__Available records__.
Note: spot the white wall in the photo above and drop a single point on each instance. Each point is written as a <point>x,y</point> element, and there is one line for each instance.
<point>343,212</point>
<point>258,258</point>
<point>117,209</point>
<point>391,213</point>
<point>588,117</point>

__What you have to do__. Rewrite the material above with "white wall" replaced by "brick wall", keeping everything else the same.

__Result of the exercise__.
Note: spot the brick wall in the photo above and drop a single point on each instance. Each point is written as a <point>x,y</point> element, and there is one line for each instance.
<point>343,212</point>
<point>258,258</point>
<point>117,209</point>
<point>391,213</point>
<point>588,117</point>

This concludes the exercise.